Begin DATA RECORDS

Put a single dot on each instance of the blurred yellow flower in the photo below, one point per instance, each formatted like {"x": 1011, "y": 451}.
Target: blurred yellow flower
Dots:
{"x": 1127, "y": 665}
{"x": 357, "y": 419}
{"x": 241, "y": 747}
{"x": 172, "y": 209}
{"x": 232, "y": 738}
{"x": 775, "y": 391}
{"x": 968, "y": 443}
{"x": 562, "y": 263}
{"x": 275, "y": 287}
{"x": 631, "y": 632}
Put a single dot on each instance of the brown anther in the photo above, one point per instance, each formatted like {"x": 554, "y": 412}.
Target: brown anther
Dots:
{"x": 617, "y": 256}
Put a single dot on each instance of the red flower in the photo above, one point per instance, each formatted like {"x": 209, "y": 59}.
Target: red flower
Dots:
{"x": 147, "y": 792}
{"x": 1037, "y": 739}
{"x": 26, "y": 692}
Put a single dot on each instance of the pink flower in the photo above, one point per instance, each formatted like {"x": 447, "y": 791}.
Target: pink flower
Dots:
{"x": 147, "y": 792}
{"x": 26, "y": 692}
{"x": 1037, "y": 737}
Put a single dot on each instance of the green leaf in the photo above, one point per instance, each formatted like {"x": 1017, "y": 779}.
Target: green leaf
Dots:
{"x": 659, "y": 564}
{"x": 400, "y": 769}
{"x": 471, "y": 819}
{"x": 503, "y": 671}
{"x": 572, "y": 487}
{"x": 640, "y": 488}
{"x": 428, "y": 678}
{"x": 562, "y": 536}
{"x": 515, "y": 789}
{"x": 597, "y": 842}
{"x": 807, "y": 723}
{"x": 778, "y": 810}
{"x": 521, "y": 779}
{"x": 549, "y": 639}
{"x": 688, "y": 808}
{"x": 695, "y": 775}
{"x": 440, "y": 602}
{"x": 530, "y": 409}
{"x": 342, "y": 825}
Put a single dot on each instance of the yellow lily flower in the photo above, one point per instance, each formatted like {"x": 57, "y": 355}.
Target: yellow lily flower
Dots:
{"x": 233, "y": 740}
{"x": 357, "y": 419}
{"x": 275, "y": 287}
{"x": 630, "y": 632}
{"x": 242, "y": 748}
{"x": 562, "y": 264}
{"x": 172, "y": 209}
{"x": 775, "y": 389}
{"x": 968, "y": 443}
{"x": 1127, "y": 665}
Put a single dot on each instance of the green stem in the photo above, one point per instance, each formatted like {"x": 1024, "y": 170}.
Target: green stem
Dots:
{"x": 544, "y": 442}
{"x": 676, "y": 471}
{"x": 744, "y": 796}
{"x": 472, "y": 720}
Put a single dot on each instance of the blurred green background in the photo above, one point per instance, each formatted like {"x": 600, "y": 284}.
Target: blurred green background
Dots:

End DATA RECORDS

◆ EXERCISE AIM
Reproduce all of the entries above word for word, without altering any character.

◆ RESULT OF THIS EXERCISE
Put a single dot on each instance of the blurred yellow flower in the photo below, one point per instance, each formatted like {"x": 1011, "y": 451}.
Target: blurred yellow flower
Dots:
{"x": 1127, "y": 665}
{"x": 357, "y": 419}
{"x": 241, "y": 747}
{"x": 172, "y": 209}
{"x": 232, "y": 738}
{"x": 775, "y": 391}
{"x": 968, "y": 443}
{"x": 562, "y": 263}
{"x": 275, "y": 287}
{"x": 631, "y": 632}
Put a single dot on each instance of the brown anther in the photo above, one point per instance, each formatted like {"x": 554, "y": 412}.
Target: brown anther
Dots:
{"x": 617, "y": 256}
Put a single dot on each instance of the red flower in the photo above, one point per instance, each formatted like {"x": 209, "y": 59}.
Target: red flower
Dots:
{"x": 147, "y": 792}
{"x": 1037, "y": 739}
{"x": 26, "y": 692}
Put a single dot on each instance of the pink flower in the photo above, one point per instance, each formatted like {"x": 447, "y": 791}.
Target: pink flower
Dots:
{"x": 147, "y": 792}
{"x": 26, "y": 692}
{"x": 1037, "y": 737}
Put a single dot on each instance of the green leaf in the photo above, one point per instance, each formatted like {"x": 1017, "y": 779}.
Target: green leaf
Dots:
{"x": 659, "y": 564}
{"x": 400, "y": 769}
{"x": 471, "y": 819}
{"x": 503, "y": 671}
{"x": 572, "y": 487}
{"x": 640, "y": 488}
{"x": 428, "y": 678}
{"x": 562, "y": 536}
{"x": 515, "y": 789}
{"x": 597, "y": 842}
{"x": 807, "y": 723}
{"x": 778, "y": 810}
{"x": 521, "y": 779}
{"x": 549, "y": 639}
{"x": 688, "y": 808}
{"x": 695, "y": 775}
{"x": 440, "y": 602}
{"x": 530, "y": 409}
{"x": 342, "y": 825}
Put a single dot on each instance of the yellow lily flower in the photo above, one point per instance, each formatted like {"x": 57, "y": 355}.
Target: yellow lily flower
Dots:
{"x": 233, "y": 740}
{"x": 357, "y": 419}
{"x": 275, "y": 287}
{"x": 630, "y": 632}
{"x": 242, "y": 748}
{"x": 562, "y": 264}
{"x": 172, "y": 209}
{"x": 775, "y": 389}
{"x": 968, "y": 443}
{"x": 1127, "y": 665}
Put a single dot on each instance of the green stem in the photo above, one point per instance, each formatted like {"x": 1024, "y": 170}.
Target: green stem
Dots:
{"x": 544, "y": 442}
{"x": 676, "y": 471}
{"x": 744, "y": 796}
{"x": 472, "y": 720}
Put a single dot on each instance of the blurred green background in the photo above, one point per instance, each formatted like {"x": 600, "y": 284}.
Target: blurred green background
Dots:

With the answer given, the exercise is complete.